**Document excerpt**
━━━━━━
The new flexibility to work remotely was certainly one of the stand-out features of 2020, and in the final quarter of the year, we still saw no clear sign of any return to pre-Covid office norms, particularly in our disciplines – design, technology and the like – where ‘working from anywhere’ can be just as effective.

Alongside flexibility, we noticed a fascinating increase in candidates wanting to work in companies with greater social impact and value – tech for good, for example – in a notable purpose-driven move. Similarly, as Jon Wall notes, candidates now place even greater importance on wanting to know that clients are delivering services in a ‘respectful and ethical’ way. Nowhere has this been more relevant than in the healthcare sector, but it comes with distinct industry-specific challenges which candidates should be aware of.

“In many healthtech companies, they are working hard to get the balance right between commercial objectives, guided and restricted by tight regulations, and purpose. Many individuals join these companies due to the purpose, the opportunity to make a positive impact on patient lives, but often find in reality that the commercial and regulatory considerations create pressure on product teams to deliver within challenging timescales. It can be unsettling for teams,” he said.


Post-Brexit life and IR35 changes loom large in 2021

With all attention currently focussed on Covid-19 and the first few weeks post-Brexit, it’s easy to forget that changes in IR35 regulations are still due to come into effect in April 2021 after being postponed for a year in 2020. It’s something that we’re keeping a close eye on but as with most things at the moment, there are no guarantees. Toby Thwaites said:

“As far as we know, IR35 is still going ahead as planned and we are working closely with our contractors and clients so that everyone is well prepared.”


Brexit however is of course now a done deal and we’re already seeing its impact on employment and recruitment in the tech industry due to the high levels of tech talent originally from the EU working in the UK. While most people in this position have already applied or are in the process of securing settled status, many employers and employees alike are still searching for guidance on the issues and this is likely to continue as a real focus early in 2021. Rohan Maheswaran said:

“Tech roles will inevitably continue to be in demand, but it could be challenging if there are limitations placed on hiring certain niche skill sets within the existing talent pool. As a result, we could see a couple of things happen – firstly, more junior hires and greater progression opportunities to fill the demand gap, and secondly increased scope for individuals to cross-train and upskill. Similarly, there will likely be an increase in salaries or rates, and more companies incentivised to create more sponsorship opportunities for EU workers.”
━━━━━━
**Data section**

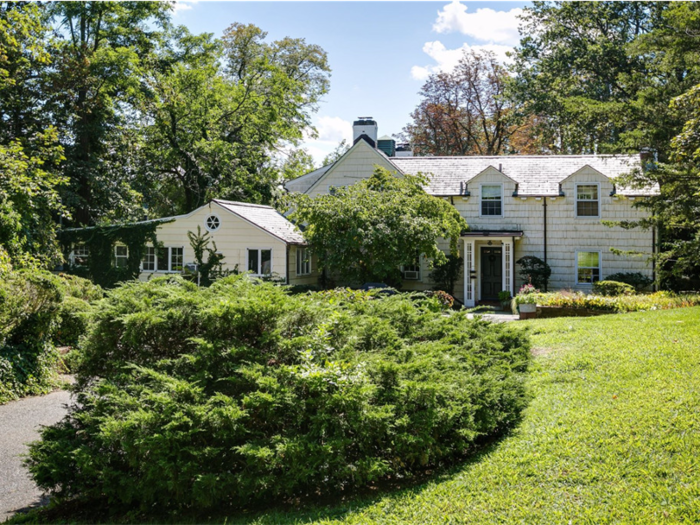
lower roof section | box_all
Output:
[462,230,524,237]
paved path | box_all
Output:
[0,390,70,523]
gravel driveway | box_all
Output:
[0,390,70,523]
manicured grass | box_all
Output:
[234,308,700,524]
[10,308,700,524]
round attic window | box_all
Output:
[204,214,221,232]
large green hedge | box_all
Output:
[28,276,529,510]
[0,270,63,404]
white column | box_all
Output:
[503,241,513,295]
[464,239,476,306]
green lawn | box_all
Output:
[10,308,700,524]
[235,308,700,524]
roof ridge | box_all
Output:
[212,199,275,210]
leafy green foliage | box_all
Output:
[513,286,700,313]
[593,279,635,297]
[29,276,529,511]
[219,308,700,525]
[289,167,467,284]
[0,129,66,268]
[60,220,168,288]
[0,270,63,403]
[140,23,329,214]
[53,274,104,346]
[187,226,224,286]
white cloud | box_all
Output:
[172,0,199,15]
[411,40,513,80]
[302,116,352,165]
[433,0,523,46]
[316,117,352,143]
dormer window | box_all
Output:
[576,184,600,217]
[481,184,503,217]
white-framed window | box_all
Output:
[141,246,185,272]
[576,252,600,284]
[576,184,600,217]
[248,248,272,275]
[170,246,185,272]
[297,247,311,275]
[141,246,156,272]
[204,213,221,232]
[70,244,90,266]
[480,184,503,217]
[401,253,420,281]
[114,244,129,268]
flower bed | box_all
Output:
[512,292,700,313]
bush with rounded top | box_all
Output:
[29,276,530,509]
[593,281,635,297]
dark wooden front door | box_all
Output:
[481,246,503,301]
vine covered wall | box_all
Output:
[59,220,172,288]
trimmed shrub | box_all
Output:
[605,272,654,292]
[514,292,700,313]
[0,270,63,403]
[593,280,635,297]
[53,274,104,346]
[28,276,530,509]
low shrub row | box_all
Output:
[513,292,700,313]
[0,268,102,404]
[28,276,530,510]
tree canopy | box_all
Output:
[290,167,467,284]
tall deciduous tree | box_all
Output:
[512,0,698,157]
[48,0,172,225]
[291,168,467,284]
[404,51,533,155]
[138,24,329,213]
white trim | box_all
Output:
[296,246,313,277]
[574,182,603,220]
[479,182,505,219]
[114,243,129,268]
[574,249,603,286]
[245,246,275,277]
[204,213,222,233]
[464,239,476,306]
[502,241,513,297]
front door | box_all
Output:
[481,246,503,301]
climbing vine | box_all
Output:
[59,220,172,288]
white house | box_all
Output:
[71,199,317,284]
[286,119,658,306]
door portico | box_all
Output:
[462,230,523,306]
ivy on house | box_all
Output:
[59,220,172,288]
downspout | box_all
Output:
[651,227,657,291]
[542,196,548,292]
[284,244,292,284]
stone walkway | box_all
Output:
[0,384,70,523]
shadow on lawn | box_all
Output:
[6,432,518,525]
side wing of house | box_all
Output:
[306,140,398,197]
[140,203,288,280]
[547,166,654,290]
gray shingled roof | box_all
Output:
[391,155,658,196]
[214,199,306,244]
[284,164,333,193]
[285,152,658,196]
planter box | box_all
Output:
[518,303,537,319]
[536,305,615,319]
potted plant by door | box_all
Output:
[515,283,540,319]
[498,290,512,310]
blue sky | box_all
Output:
[173,0,529,162]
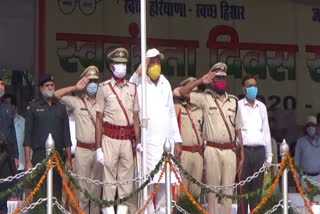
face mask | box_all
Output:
[214,81,227,95]
[148,65,161,81]
[246,86,258,100]
[113,64,127,79]
[307,126,316,137]
[41,89,54,100]
[0,88,4,98]
[86,82,98,96]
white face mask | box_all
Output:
[113,63,127,79]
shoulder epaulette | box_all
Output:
[100,80,111,86]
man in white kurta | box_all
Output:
[130,49,182,213]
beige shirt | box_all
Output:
[61,95,97,143]
[190,89,242,143]
[178,104,203,146]
[96,78,139,126]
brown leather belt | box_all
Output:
[182,145,203,153]
[77,141,97,151]
[207,141,236,149]
[104,127,132,137]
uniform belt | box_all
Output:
[243,146,264,152]
[303,172,320,176]
[207,141,235,149]
[103,123,134,140]
[77,141,97,151]
[182,145,203,153]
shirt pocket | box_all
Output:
[227,108,236,127]
[104,94,120,112]
[124,92,135,111]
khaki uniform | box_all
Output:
[178,104,203,196]
[97,78,139,200]
[190,90,242,214]
[61,95,103,214]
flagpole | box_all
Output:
[140,0,148,213]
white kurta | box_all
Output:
[130,73,182,183]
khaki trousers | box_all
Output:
[101,135,134,200]
[75,147,103,214]
[181,151,203,196]
[204,146,236,214]
[61,158,79,214]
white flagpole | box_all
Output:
[140,0,148,213]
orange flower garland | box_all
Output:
[13,156,54,214]
[169,160,209,214]
[286,154,313,214]
[53,153,85,214]
[250,154,288,214]
[138,158,170,214]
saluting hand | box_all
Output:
[75,77,89,91]
[201,71,216,85]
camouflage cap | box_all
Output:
[80,65,99,79]
[107,48,128,63]
[210,62,228,76]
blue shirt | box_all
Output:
[14,114,25,170]
[294,135,320,174]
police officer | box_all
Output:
[175,77,203,196]
[23,74,72,200]
[96,48,140,214]
[0,74,19,213]
[174,62,243,214]
[55,66,103,214]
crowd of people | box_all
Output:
[0,48,320,214]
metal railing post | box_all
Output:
[163,138,172,214]
[280,139,289,214]
[46,133,54,214]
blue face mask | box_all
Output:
[246,86,258,100]
[86,82,98,96]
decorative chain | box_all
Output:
[0,163,40,184]
[53,200,70,214]
[20,198,47,213]
[68,170,150,186]
[288,201,302,214]
[170,155,268,190]
[172,201,190,214]
[265,200,283,214]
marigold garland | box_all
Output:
[13,155,54,214]
[169,160,209,214]
[250,154,288,214]
[53,153,85,214]
[138,158,170,214]
[287,154,313,214]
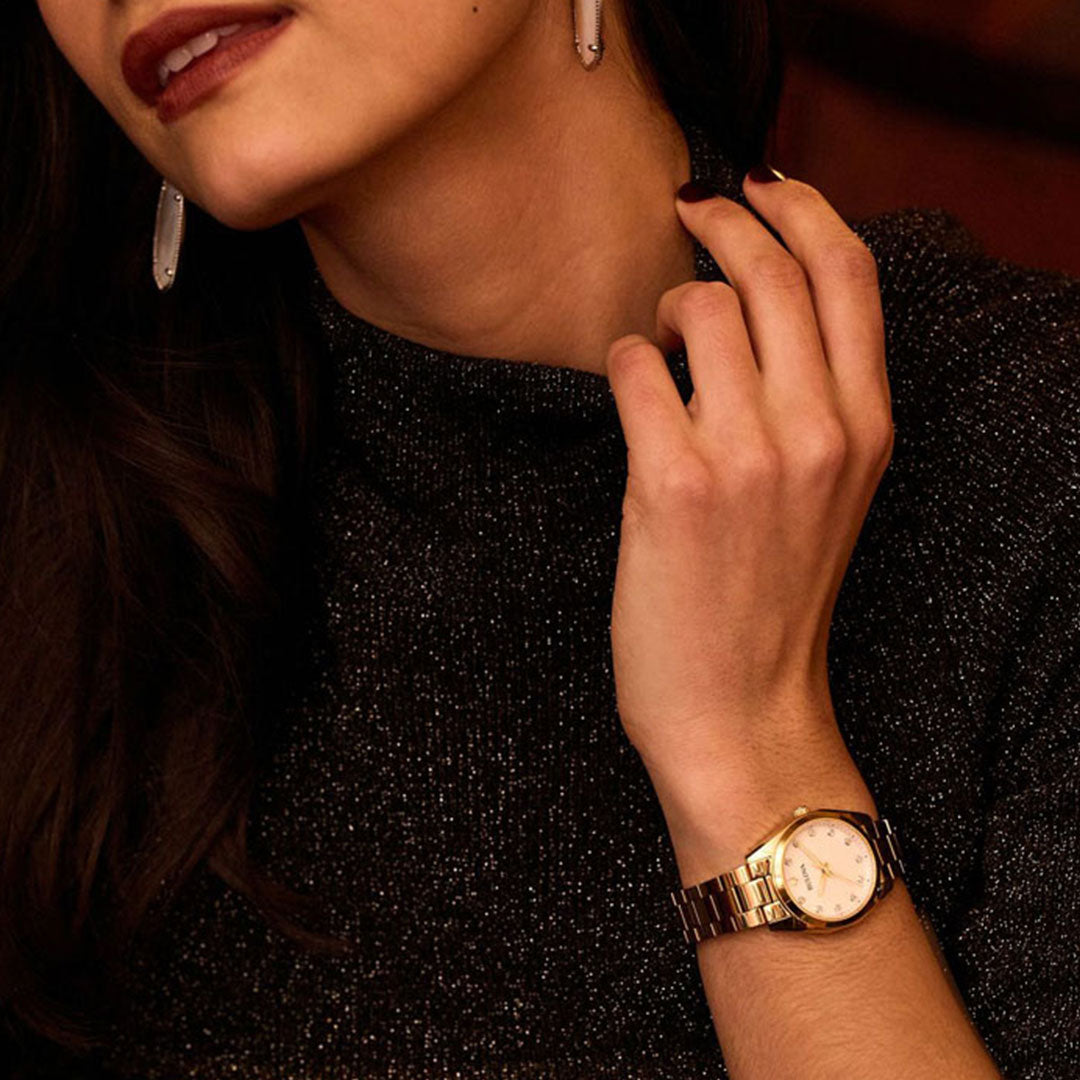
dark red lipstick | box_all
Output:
[121,4,293,123]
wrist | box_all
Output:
[650,730,878,888]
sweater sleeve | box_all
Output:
[951,494,1080,1080]
[876,217,1080,1080]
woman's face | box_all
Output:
[38,0,540,228]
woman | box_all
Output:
[0,0,1080,1080]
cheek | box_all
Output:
[173,0,524,229]
[38,0,111,104]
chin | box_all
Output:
[181,135,330,230]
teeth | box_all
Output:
[158,19,273,89]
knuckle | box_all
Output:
[674,281,738,322]
[726,438,783,496]
[657,454,716,511]
[750,252,807,293]
[859,408,896,470]
[870,409,896,465]
[816,237,878,285]
[799,418,849,476]
[607,335,650,374]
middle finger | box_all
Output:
[679,195,833,396]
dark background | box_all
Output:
[768,0,1080,275]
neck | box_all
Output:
[300,4,693,373]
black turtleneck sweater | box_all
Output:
[82,120,1080,1080]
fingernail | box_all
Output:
[675,180,719,202]
[747,161,787,184]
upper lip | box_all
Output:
[120,4,289,105]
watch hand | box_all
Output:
[829,870,855,885]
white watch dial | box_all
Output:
[780,818,877,922]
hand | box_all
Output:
[607,170,893,803]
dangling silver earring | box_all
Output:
[153,179,184,293]
[573,0,604,71]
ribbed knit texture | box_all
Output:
[95,120,1080,1080]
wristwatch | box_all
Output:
[672,806,904,944]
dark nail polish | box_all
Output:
[675,180,718,202]
[750,161,787,184]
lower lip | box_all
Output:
[158,15,293,124]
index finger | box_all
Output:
[743,175,889,415]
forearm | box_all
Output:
[639,712,1000,1080]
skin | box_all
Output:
[39,0,693,372]
[39,0,998,1080]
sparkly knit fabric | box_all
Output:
[86,120,1080,1080]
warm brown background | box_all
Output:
[770,0,1080,275]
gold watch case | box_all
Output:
[746,806,893,933]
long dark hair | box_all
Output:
[0,0,781,1052]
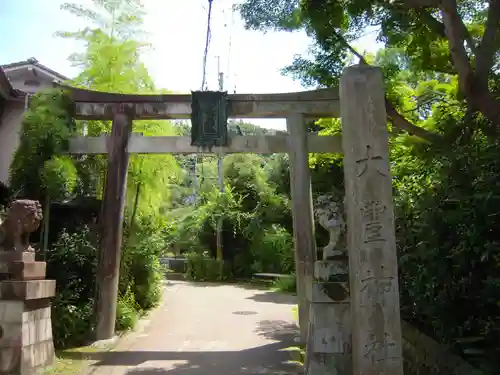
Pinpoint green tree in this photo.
[58,0,179,214]
[240,0,500,140]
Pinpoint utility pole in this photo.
[217,56,224,261]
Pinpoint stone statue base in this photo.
[305,258,352,375]
[0,251,56,375]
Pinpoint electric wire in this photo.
[201,0,213,90]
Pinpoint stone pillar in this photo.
[340,65,403,375]
[286,113,316,343]
[0,251,56,375]
[304,196,352,375]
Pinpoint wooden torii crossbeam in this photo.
[67,88,342,154]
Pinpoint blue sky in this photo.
[0,0,378,128]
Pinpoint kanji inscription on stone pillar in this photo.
[340,65,403,375]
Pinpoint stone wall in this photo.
[402,321,483,375]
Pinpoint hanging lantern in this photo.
[191,91,228,151]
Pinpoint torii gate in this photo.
[69,65,403,375]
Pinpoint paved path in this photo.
[87,282,299,375]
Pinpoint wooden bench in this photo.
[253,273,295,281]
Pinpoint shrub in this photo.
[250,224,294,274]
[115,288,140,331]
[186,252,230,281]
[47,227,97,347]
[273,275,297,293]
[120,216,166,310]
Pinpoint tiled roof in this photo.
[2,57,69,81]
[0,66,26,98]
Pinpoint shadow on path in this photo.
[59,320,301,375]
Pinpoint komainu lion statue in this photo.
[0,199,43,252]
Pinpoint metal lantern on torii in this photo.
[191,91,228,152]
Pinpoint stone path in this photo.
[86,282,299,375]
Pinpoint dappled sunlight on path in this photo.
[85,282,299,375]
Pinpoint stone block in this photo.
[311,303,351,354]
[9,261,47,281]
[0,251,35,264]
[314,260,349,282]
[0,280,56,301]
[0,299,55,375]
[306,353,352,375]
[306,281,349,303]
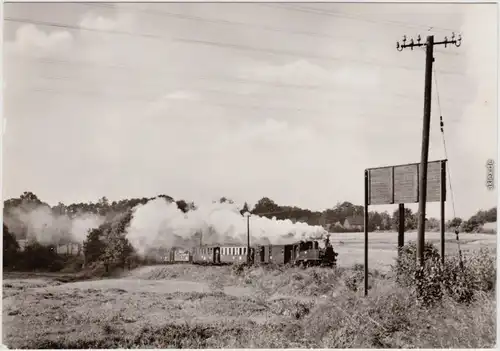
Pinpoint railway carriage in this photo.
[255,245,295,264]
[220,245,252,264]
[173,249,192,263]
[192,246,221,264]
[295,241,322,265]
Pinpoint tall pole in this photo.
[396,33,462,266]
[398,204,406,257]
[247,213,251,264]
[440,161,446,265]
[417,35,434,266]
[363,170,369,296]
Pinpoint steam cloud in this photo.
[126,198,327,255]
[4,206,104,245]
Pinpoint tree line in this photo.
[3,192,496,270]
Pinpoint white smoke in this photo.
[4,206,104,245]
[126,198,327,255]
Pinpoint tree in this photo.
[392,207,417,231]
[219,196,234,204]
[3,224,19,267]
[240,202,250,216]
[83,227,110,264]
[368,212,382,232]
[175,200,189,213]
[448,217,463,230]
[252,197,280,217]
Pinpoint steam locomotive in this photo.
[149,239,338,267]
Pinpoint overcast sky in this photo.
[3,3,498,218]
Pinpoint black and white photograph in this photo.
[0,1,499,349]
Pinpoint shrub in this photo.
[393,243,496,305]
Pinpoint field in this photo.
[2,233,496,348]
[330,231,497,271]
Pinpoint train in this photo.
[146,240,338,267]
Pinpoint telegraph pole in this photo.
[247,212,251,264]
[396,33,462,266]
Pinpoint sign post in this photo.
[364,160,446,295]
[398,204,406,257]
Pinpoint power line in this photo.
[19,87,436,122]
[4,17,460,75]
[80,3,376,43]
[259,3,459,33]
[14,71,464,108]
[6,56,468,106]
[433,68,457,218]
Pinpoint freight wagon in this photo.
[154,241,337,266]
[220,245,254,264]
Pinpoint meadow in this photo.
[2,233,496,349]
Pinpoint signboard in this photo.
[368,161,446,205]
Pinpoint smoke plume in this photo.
[126,198,326,255]
[4,206,104,245]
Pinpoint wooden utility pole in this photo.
[363,170,369,296]
[440,160,447,265]
[247,213,251,264]
[396,33,462,266]
[398,204,406,257]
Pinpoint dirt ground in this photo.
[330,231,497,271]
[3,265,320,348]
[2,233,496,349]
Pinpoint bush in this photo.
[393,243,496,305]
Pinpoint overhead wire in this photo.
[79,3,459,56]
[18,87,442,126]
[4,17,462,75]
[12,70,460,108]
[5,56,464,106]
[258,3,459,33]
[433,62,463,268]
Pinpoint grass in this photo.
[2,233,496,349]
[3,245,496,349]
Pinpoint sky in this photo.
━━━━━━
**What you need to do**
(1) From the tech recruitment article, quote everything from "The new flexibility" down to "be aware of.".
(2) Extend the tech recruitment article from its last sentence onward.

**Answer set**
(1)
The new flexibility to work remotely was certainly one of the stand-out features of 2020, and in the final quarter of the year, we still saw no clear sign of any return to pre-Covid office norms, particularly in our disciplines – design, technology and the like – where ‘working from anywhere’ can be just as effective.

Alongside flexibility, we noticed a fascinating increase in candidates wanting to work in companies with greater social impact and value – tech for good, for example – in a notable purpose-driven move. Similarly, as Jon Wall notes, candidates now place even greater importance on wanting to know that clients are delivering services in a ‘respectful and ethical’ way. Nowhere has this been more relevant than in the healthcare sector, but it comes with distinct industry-specific challenges which candidates should be aware of.

(2)
Optimism rings out for 2021

2020 certainly left its mark and many changes brought about last year will likely stick around. We have found that the needs of our clients across almost every industry have changed and still continue to do so, and as a recruitment team, we need to adapt and keep pace. Open channels of communication and a far higher level of empathy than we’ve seen previously will be vital for both candidates and clients alike. Jon Wall said:

“More than ever, there is value in really connecting with candidates as people – they are making decisions on career moves that are now more than ever driven by a wide range of personal and professional considerations.”


Despite ongoing uncertainty around Covid, post-EU life and IR35 among others, there is still a general sense of optimism among our consultants and their wider networks. The development and roll out of two Covid vaccines has opened up the possibility of a credible ‘exit plan’ from the pandemic, the furlough scheme has been extended until the spring and there is reason to believe that life may begin to return to some semblance of new normal this year. As Rohan Maheswaran put it:

“There is the chance to make hay on a lot of the plans that were continually pushed back in 2020 because of Covid.”